● **Work to complete**
Show each line of the rows below that contains the word "leaf", copied in full.

● **Task inputs**

◇ ◇ ◇ ◇

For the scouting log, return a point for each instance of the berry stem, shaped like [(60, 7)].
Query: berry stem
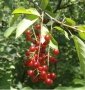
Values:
[(34, 33)]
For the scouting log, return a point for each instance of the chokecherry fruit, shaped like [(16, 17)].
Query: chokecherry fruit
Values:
[(28, 32), (27, 53), (37, 26), (47, 37), (49, 81), (34, 79), (32, 48), (43, 74), (53, 75), (56, 51), (30, 73), (28, 38), (36, 64)]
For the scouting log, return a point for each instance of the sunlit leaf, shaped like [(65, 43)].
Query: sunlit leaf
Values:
[(80, 48), (13, 18), (24, 24), (63, 31), (9, 31)]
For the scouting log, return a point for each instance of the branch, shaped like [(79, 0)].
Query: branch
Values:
[(71, 4), (58, 6), (61, 23)]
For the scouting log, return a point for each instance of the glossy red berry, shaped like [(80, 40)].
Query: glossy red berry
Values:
[(44, 68), (34, 79), (36, 64), (37, 26), (43, 74), (32, 48), (55, 51), (30, 73), (28, 32), (27, 53), (47, 37), (28, 38), (53, 75), (49, 81), (53, 59)]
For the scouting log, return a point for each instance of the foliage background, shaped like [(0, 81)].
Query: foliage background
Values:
[(12, 51)]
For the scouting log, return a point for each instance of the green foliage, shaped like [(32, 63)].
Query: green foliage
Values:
[(13, 75), (80, 46), (82, 34)]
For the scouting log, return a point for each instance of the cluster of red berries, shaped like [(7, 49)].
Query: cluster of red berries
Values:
[(37, 58)]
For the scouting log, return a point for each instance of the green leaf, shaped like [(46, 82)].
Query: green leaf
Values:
[(81, 34), (13, 19), (27, 88), (24, 24), (63, 31), (44, 4), (26, 11), (80, 48), (53, 43), (70, 22), (9, 31)]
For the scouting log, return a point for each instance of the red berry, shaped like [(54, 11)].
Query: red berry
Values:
[(32, 48), (28, 32), (48, 75), (43, 74), (30, 72), (47, 37), (40, 68), (49, 81), (55, 51), (53, 75), (31, 63), (27, 53), (28, 38), (37, 26), (44, 68), (36, 64), (44, 21), (53, 59), (34, 79)]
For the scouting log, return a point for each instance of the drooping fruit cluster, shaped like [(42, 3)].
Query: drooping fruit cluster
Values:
[(38, 58)]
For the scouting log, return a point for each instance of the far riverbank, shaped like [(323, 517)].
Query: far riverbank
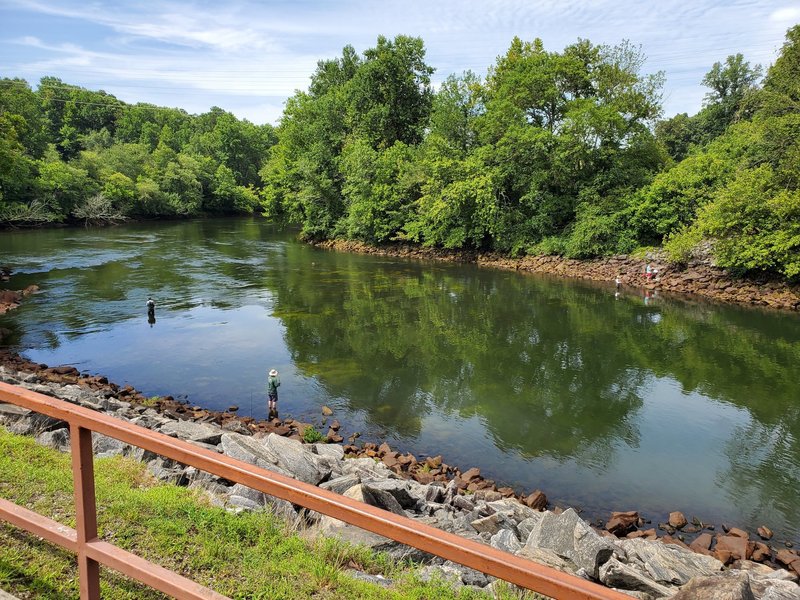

◇ ◇ ◇ ◇

● **Reply to the exercise**
For the scouting log, return a point for each instance of the sunlit leaf, shaped like [(65, 43)].
Query: sunlit leaf
For the scouting log, return a point for each instance of the green leaf, shaped like [(46, 82)].
Query: green leaf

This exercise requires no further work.